§ Excerpted text
_ _ _ _

We understand that the Ontario government has not consulted First Nations in the province about Bill 72, which is a situation that must be remedied immediately.

Our specific questions around Bill 72: There’s a lack of clarity on technologies being promoted. We would normally applaud initiatives to improve water conservation but are skeptical when conservation goals are combined within an act that is aimed largely at promoting industry. There seems to be a blurring of the responsibilities between the Ministry of the Environment and the idea that the Ontario government is there to promote industry. The Council of Canadians encourages promoting local industry, but we do not have sufficient information about the technologies being promoted and whether or not they meet the needs of communities in Ontario. The question would be: What are the specific technologies and industries that the bill is going to be promoting, and how will they be selected?

Funding for municipalities: We support conservation goals for municipalities but are generally concerned about standards being imposed on municipalities without clear commitment of additional funding.

We also believe in appropriate and sustainable technologies for municipalities to ensure that the mandate of promoting Ontario green industry does not lead to the promotion of expensive technologies for cash-strapped local governments where cheaper and simpler solutions may exist. Does the government plan to offer any new funding for municipalities to meet new conservation and sanitation standards and to upgrade existing infrastructure?

The competition from foreign corporations: It is not clear how this act will be used to promote local green jobs in the face of competition in the area of clean water technologies from foreign corporations. The Council of Canadians is concerned that the North American free trade agreement and future trade agreements, including CETA, will prevent the Ontario government from limiting funding to local industry. How will the act foster a local water and green tech industry in Ontario? And will funding be directed to local green jobs in Ontario?

Lastly, the industrial water aspect: There seems to be a real emphasis in the bill, so far, on consumers, on getting the best technology into the homes of consumers, which is great. That’s going to save water usage but, really, consumers are only about 5% to 10% of the total usage of water in the province. So how does the act propose to deal with industrial water use and contamination, which is a much greater aspect of water use?

That concludes my presentation.

The Acting Chair (Mr. Bill Mauro): Thank you very much. We have about 10 minutes for questions, so about three minutes a side. We’ll start with the government side. Ms. Jaczek.

Ms. Helena Jaczek: Thank you, Mr. Calzavara, for attending today. We didn’t receive any handout. If there is something available, I’m sure all sides would appreciate that. I was wondering: Did you make any comments on the EBR, actually?

Mr. Mark Calzavara: No, we did not.

Ms. Helena Jaczek: Okay. So having something in front of us would perhaps be very useful.

_ _ _ _

§ Excerpted records
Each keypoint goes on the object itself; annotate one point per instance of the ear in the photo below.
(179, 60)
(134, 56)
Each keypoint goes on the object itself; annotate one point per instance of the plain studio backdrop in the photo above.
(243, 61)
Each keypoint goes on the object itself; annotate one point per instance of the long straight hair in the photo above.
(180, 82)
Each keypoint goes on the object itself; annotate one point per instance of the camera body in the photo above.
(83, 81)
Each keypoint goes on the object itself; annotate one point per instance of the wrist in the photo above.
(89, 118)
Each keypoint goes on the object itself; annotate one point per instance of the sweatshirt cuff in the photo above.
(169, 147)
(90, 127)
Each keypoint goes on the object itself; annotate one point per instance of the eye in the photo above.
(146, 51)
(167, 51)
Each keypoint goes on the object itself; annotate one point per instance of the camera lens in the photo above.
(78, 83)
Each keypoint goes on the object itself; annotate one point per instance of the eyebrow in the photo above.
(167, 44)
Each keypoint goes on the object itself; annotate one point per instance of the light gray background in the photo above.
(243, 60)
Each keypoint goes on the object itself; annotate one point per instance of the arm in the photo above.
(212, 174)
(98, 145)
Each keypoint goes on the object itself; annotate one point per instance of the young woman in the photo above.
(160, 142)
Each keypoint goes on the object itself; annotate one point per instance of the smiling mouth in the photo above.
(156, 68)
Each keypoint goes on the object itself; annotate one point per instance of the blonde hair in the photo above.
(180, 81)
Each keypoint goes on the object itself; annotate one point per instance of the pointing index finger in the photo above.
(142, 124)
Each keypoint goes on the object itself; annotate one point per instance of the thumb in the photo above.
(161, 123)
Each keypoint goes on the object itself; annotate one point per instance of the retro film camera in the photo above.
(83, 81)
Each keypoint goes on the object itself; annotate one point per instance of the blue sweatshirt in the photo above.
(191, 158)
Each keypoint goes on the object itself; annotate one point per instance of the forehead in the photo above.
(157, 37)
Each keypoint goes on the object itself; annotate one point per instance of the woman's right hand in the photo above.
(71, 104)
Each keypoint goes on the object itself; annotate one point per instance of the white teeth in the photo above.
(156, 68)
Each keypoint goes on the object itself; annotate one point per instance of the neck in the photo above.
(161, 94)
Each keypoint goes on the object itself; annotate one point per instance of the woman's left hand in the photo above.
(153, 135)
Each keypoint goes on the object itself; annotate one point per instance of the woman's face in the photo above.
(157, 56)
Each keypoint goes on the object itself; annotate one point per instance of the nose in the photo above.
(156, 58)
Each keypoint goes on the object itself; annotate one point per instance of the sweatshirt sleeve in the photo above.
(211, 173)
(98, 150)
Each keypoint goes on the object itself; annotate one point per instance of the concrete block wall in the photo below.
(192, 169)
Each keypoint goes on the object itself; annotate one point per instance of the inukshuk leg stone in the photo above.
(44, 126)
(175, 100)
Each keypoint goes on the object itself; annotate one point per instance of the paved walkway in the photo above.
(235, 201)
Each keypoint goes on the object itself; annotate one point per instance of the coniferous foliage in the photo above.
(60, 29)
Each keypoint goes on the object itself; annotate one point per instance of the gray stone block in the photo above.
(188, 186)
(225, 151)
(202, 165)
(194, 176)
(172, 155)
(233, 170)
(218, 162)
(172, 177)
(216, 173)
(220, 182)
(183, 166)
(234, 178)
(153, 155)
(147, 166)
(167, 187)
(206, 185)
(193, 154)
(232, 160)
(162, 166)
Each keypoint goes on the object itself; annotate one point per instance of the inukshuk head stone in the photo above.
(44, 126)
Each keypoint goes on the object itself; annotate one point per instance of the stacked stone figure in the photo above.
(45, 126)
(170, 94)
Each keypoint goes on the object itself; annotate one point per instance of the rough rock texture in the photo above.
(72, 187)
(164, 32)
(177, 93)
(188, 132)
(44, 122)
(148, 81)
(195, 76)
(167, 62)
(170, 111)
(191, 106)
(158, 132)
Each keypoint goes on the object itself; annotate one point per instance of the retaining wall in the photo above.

_ _ _ _

§ Prompt 1
Please rewrite the Bill 72 hearing transcript starting at "The Acting Chair" and ending at "side. Ms. Jaczek.", changing "government side" to "opposition side".
§ Prompt 2
Summarize the Bill 72 hearing transcript in two sentences.
§ Prompt 3
Pick up the Bill 72 hearing transcript after its last sentence and continue it.

§ Reply 1
The Acting Chair (Mr. Bill Mauro): Thank you very much. We have about 10 minutes for questions, so about three minutes a side. We’ll start with the opposition side. Ms. Jaczek.

§ Reply 2
Mr. Calzavara's presentation states that Ontario has not consulted First Nations on Bill 72 and raises concerns about the unclear technologies the bill will promote, the lack of new funding for municipalities, competition from foreign corporations under trade agreements, and the bill's focus on consumers rather than industrial water use. The acting chair then opens about 10 minutes of questions, and Ms. Jaczek notes that no handout was received and learns that no comments were made on the EBR.

§ Reply 3
I’m not sure if you were here, but I certainly did have the opportunity, when some of the previous deputants made their presentations, to assure them that it’s our government’s intention to maintain public ownership of our water systems. There’s nothing in this act that would in any way change that direction.

Given the fact that the Council of Canadians is a well-known advocacy organization, perhaps I’ll pose you a question I asked another deputant: Are you aware of any what we might call excellent or best practices in the shape of some sort of public education program that promotes water conservation, something that has shown some measurable results? Would you have some examples of those for us?

Mr. Mark Calzavara: Not off the top of my head, no. I think that’s fairly easy to acquire information about. There are a number of different jurisdictions that have tried similar programs. Generally it’s very cost-effective to convince people to use less water, but it’s not necessarily the first step; it’s not necessarily the low-hanging fruit.

Ms. Helena Jaczek: So what would you see as the low-hanging fruit?

Mr. Mark Calzavara: It’s infrastructure, the leaks: You have to plug the leaks first. If you can plug the leaks first, as far as water consumption and the wastage of water, that’s where you get the most bang for your buck. Instead of spending millions of dollars potentially on advertising campaigns over the next year to convince consumers to replace their toilets or to buy into a new program of rating the water use and conservation potential of various different household items, that money will go a lot farther if you put it in the hands of municipalities and let them fix their leaks.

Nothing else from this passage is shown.